Computational approaches have had a growing impact on scientific research. With the emergence of increasing computing power, new computer algorithms and rising levels of clinical data we are now able to predict increasingly complex outcomes for patients. In our Division we have several complementary aims. One of these is to develop statistical tools to identify genetic associations of different diseases and then robustly link each one with a specific gene, cell type, stimulatory condition and ultimately to a biological pathway. Using similar techniques, we also probe the correlations relating to autoimmune diseases with the aim of understanding its causes. Such research identifies the links between different diseases, and provides opportunities to identify pharmaceutical targets. This can be used as evidence for establishing new drug development programmes and for the pharmaceutical re-purposing of existing therapies.

# Instructions to follow
Resume the passage on the Division's computational research, writing on from its last sentence.

# Supplied data
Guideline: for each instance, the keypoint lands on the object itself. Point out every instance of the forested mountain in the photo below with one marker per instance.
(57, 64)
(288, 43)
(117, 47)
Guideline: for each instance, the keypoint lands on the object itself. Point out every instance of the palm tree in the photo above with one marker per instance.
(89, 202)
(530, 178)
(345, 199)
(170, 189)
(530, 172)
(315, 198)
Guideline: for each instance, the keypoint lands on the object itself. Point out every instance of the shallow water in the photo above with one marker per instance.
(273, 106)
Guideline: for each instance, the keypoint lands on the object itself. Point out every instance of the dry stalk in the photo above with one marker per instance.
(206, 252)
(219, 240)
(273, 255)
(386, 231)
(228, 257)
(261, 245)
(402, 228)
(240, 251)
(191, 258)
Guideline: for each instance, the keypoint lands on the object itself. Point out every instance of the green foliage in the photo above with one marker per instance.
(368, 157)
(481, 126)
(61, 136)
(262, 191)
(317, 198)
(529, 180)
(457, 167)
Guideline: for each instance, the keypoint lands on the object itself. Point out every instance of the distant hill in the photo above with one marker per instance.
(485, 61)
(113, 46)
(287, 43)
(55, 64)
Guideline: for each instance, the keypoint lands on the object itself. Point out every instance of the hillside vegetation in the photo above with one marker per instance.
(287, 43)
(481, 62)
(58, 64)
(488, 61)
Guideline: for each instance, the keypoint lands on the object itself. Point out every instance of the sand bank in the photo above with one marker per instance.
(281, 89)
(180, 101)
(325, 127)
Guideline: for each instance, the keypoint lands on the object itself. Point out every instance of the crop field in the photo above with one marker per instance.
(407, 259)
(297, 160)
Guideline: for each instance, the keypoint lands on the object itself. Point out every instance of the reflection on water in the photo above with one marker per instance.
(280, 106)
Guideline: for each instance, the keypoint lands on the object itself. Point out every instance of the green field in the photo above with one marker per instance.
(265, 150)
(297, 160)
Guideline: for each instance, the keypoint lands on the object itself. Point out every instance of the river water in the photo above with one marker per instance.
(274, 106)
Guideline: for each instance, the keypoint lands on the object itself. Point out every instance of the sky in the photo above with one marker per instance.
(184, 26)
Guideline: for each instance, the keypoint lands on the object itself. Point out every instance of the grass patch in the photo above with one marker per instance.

# Task result
By incorporating health informatics, bench science, mathematics, statistics, and social sciences into classical and molecular epidemiology our division is better able to understanding disease transmission at all levels. This extends from individuals to the environment in which we live, providing us with opportunities to profile health-related settings, predict healthcare risks, and establish innovative and effective health solutions. This even includes policy support and public health intervention. As such, some of our work is conducted in partnership with Public Health England, the Cambridge University Hospitals Foundation Trust and other NHS trusts where we have applied our methods to diseases such as HIV, hepatitis C, tuberculosis, hepatitis A, influenza and norovirus. Some is also used in low and middle income countries (particularly those in Africa and South-East Asia), where we have provided insights into population genome diversity and chronic disease with the help of indigenous populations and ancient DNA. This has also allowed us to provide computational resources to African institutions.
Members of the MRC Biostatistics Unit also sit within the Division when they use allocated space in the Department of Medicine, bringing a broader wealth of expertise to the application of biostatistics to human health.